## TASK LIST
a – Answer these questions using the article about the First-Year Symposium, one answer per line, marked like the questions.
(i) How many learning communities made up the poster-style conference?
(ii) In what year did Chelsie Hawkinson first join the FYLCP faculty as a teaching assistant?
(iii) What topic did Morell Jenkins' group present a poster on?
b – Translate this sentence from the article about the First-Year Symposium into Spanish: "Jenkins' group presented a poster on the physical impacts of financial stress."
c – Carry the article about the First-Year Symposium forward from its last sentence.

## PASSAGE PROVIDED
First-Year Symposium Presentations Reflect a Semester’s Worth of Learning for 2,200 Students

CORPUS CHRISTI, Texas – Ask any new undergraduate and he or she will tell you: The First-Year Symposium is a rite of passage for every first-year student at Texas A&M University-Corpus Christi.

About 2,200 students sported dress-to-impress attire and shared details about their respective learning community project with symposium guests at this fall’s event, which was open to the public and held Nov. 29 and 30 in the University Center. The poster-style conference consisted of 20 learning communities, including economics, environmental science, and independent seminar, to name a few.  

Symposium coordinator Chelsie Hawkinson knows firsthand the thrill and anxiety the average presenting student faces: She is a graduate of the Island University’s First-Year Learning Communities Program (FYLCP) and first joined the FYLCP faculty as a teaching assistant in 2007. 

Learning community faculty and the collaboration that takes place on learning community teams are key components to the success of First-Year Symposium, Hawkinson said. 

“Our faculty develop an assignment – typically research-based – that the students will prepare to have a discussion with audience members,” Hawkinson said. “There are a wide range of topics. The psychology learning community is looking at cognitive science and how memory works and how students can be more efficient in their study practices. The music learning community is performing music. It’s an opportunity to show how the students have developed from the beginning of the semester to the end of the semester.”

Political science and biomedical sciences double major Morell Jenkins is a junior and a first-year student at the University. Jenkins was in the Biology and Chemistry Learning Community, which explored the theme “Science Success Through the Eight Dimensions of Wellness.” Jenkins’ group presented a poster on the physical impacts of financial stress.

“Working as a group, it was just the dynamic of all of us and our different interests and research styles as well as information that we compiled,” she said. “It was interesting to see all the things we brought together and how we were able to come out with a final project.”

## DATA FOR ANALYSIS
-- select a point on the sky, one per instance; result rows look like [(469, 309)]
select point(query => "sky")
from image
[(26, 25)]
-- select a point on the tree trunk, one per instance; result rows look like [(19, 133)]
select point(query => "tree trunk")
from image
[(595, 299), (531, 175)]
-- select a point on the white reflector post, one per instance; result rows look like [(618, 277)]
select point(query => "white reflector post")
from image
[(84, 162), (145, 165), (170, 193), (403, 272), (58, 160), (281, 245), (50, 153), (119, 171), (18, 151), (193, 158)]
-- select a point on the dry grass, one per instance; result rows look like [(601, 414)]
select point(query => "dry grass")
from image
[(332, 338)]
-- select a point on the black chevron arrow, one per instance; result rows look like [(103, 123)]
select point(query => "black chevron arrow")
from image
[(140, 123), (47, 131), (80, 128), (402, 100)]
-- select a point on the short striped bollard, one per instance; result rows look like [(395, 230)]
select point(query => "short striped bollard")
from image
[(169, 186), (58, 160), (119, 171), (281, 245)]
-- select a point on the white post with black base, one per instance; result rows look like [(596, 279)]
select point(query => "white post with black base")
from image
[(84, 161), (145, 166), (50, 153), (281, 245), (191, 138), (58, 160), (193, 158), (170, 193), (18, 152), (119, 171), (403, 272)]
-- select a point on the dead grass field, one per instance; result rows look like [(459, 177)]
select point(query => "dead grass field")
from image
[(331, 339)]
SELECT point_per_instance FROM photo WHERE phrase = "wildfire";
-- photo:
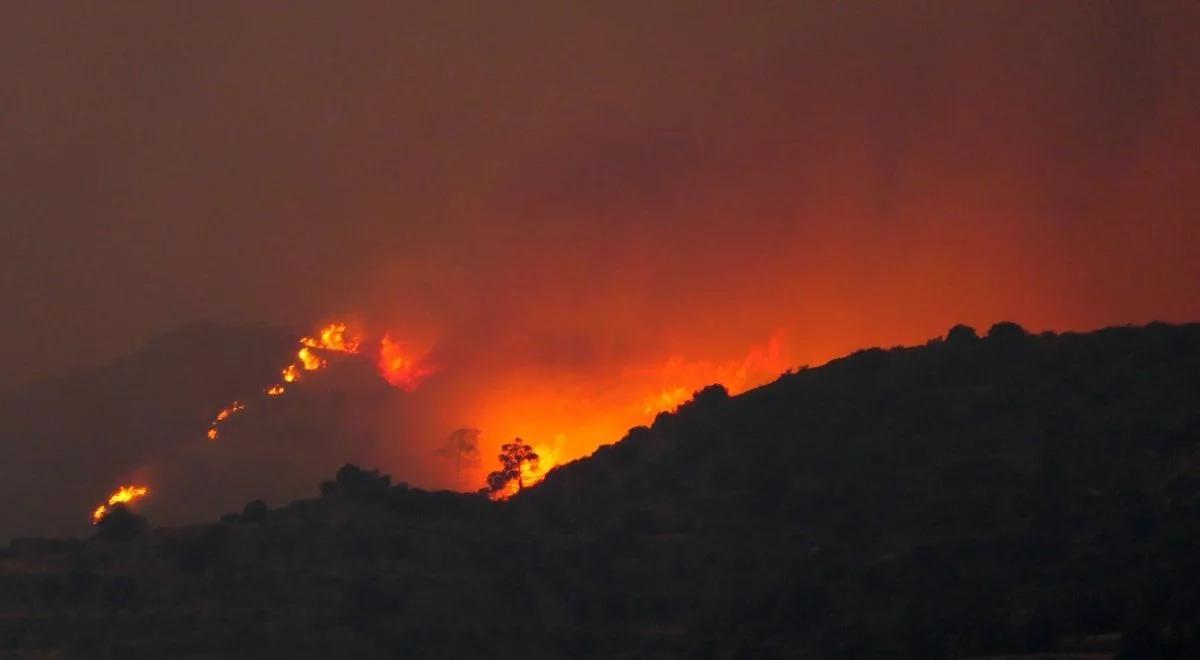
(402, 371)
(291, 373)
(124, 495)
(235, 407)
(534, 472)
(333, 337)
(310, 360)
(669, 399)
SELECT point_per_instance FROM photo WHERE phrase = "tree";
(515, 459)
(121, 525)
(462, 448)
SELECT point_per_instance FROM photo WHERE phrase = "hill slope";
(970, 497)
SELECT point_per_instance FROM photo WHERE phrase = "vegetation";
(977, 496)
(516, 459)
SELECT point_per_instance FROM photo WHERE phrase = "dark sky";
(586, 183)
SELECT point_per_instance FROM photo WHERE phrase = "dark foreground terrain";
(973, 497)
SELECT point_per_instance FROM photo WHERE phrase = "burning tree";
(516, 460)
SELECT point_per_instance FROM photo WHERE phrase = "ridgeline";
(1008, 495)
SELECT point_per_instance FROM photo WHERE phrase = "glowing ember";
(233, 408)
(124, 495)
(666, 400)
(402, 371)
(333, 337)
(291, 375)
(532, 472)
(310, 360)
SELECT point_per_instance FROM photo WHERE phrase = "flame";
(333, 337)
(310, 360)
(534, 473)
(669, 399)
(124, 495)
(291, 373)
(400, 370)
(233, 408)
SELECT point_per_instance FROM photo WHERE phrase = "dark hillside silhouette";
(977, 496)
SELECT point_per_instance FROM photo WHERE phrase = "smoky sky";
(565, 183)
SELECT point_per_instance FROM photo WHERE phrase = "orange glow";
(310, 360)
(402, 371)
(233, 408)
(291, 373)
(564, 417)
(333, 337)
(533, 473)
(124, 495)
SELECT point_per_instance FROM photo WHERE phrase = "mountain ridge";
(975, 496)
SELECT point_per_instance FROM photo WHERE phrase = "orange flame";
(534, 473)
(310, 360)
(237, 406)
(233, 408)
(333, 337)
(124, 495)
(400, 370)
(291, 373)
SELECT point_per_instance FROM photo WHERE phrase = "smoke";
(557, 201)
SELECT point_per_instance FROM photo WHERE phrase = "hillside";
(971, 497)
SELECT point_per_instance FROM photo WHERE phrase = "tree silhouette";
(462, 448)
(515, 456)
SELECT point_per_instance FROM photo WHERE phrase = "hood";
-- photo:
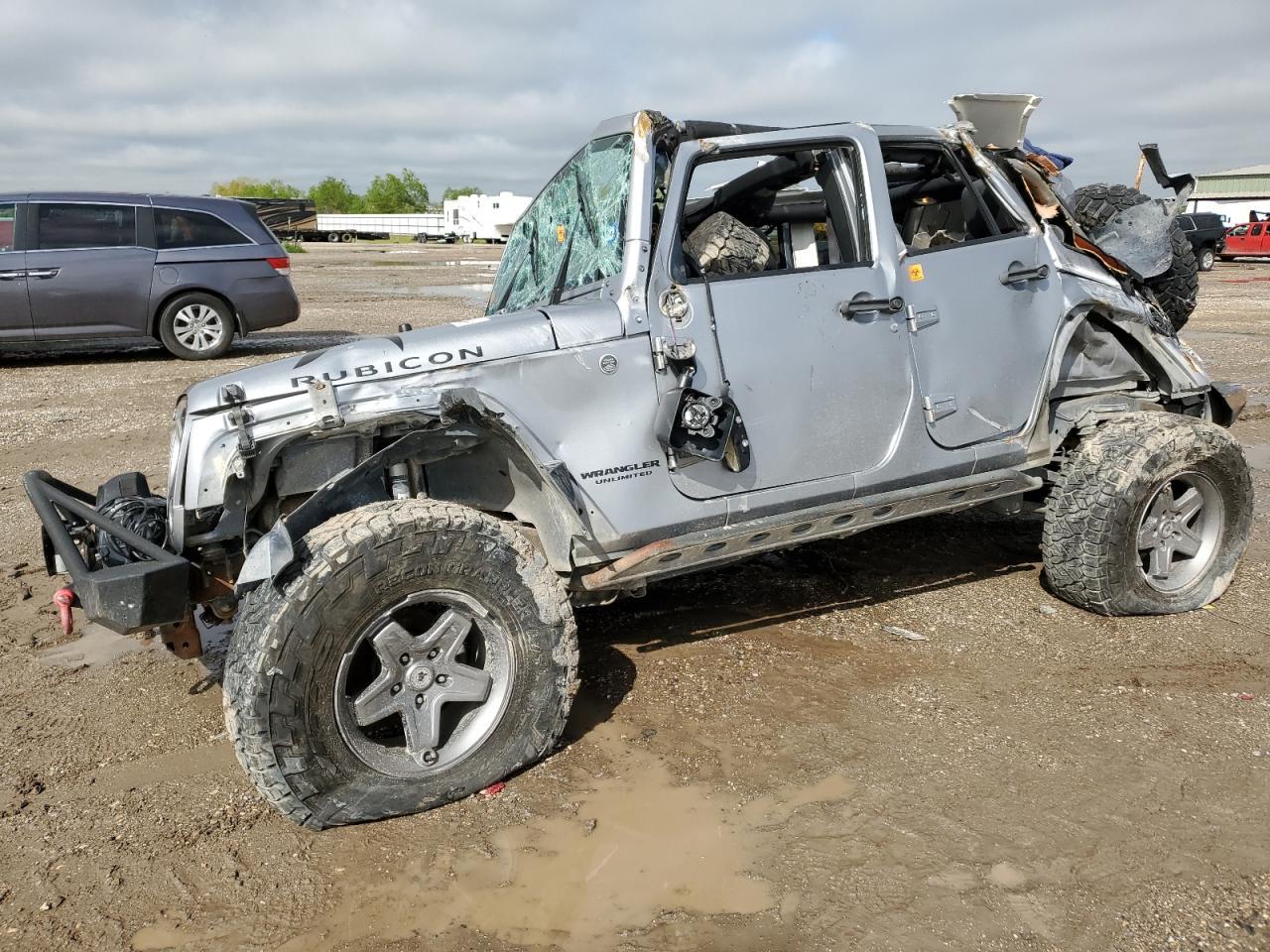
(372, 359)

## RESULTS OF THE EXERCISE
a –
(i) 20
(ii) 2007
(iii) The physical impacts of financial stress

b – El grupo de Jenkins presentó un póster sobre los impactos físicos del estrés financiero.

c –
Media Arts major Adrian Martinez was in the Sociology Learning Community and together with group members Juan Garza, Aquileo Estrada, Leo Rubinos, and Walker Herrold, the team focused on busting a cultural norm – in this case, how personal space is valued in American society.  

The team conducted an experiment in a large public shopping center where Martinez approached subjects and invaded their personal space so his team-members could record the reactions, which were presented at the First-Year Symposium in a video loop. Reactions, the team said, ranged from surprise to outright hostility. The sociology group then expressed the number of reactions by ethnicity in a data chart on its poster.  

“In the U.S., we value who stands next to us and how much space we have, which is different from other cultures where personal space is not valued the same way,” Martinez said.

An innovative, nationally recognized program that helps students successfully transition from high school to the university, FYLCP has been awarded a Texas Higher Education Star Award by the Texas Higher Education Board. The program is housed in University College along with other programs that support undergraduate success, such as Honors Program, the Department of Undergraduate Studies and the Center for Orientation, Advising and Students in Transition (COAST).  

“According to The Association of American Colleges and Universities, student competence in a public setting is a key high-impact practice, and so we’ve created this opportunity for students to be able to do that,” Hawkinson said. “Presenting at the symposium transforms their experience from consumers to producers.”

Hawkinson said she was pleased with event attendance as well as student performance.   

“We were incredibly impressed by the turnout of both faculty and students. It was clear students impressed their audience members with the high-quality work they produced,” she said. “First-Year Symposium reinforces learning community goals that push students to engage in learning beyond the traditional confines of the classroom.”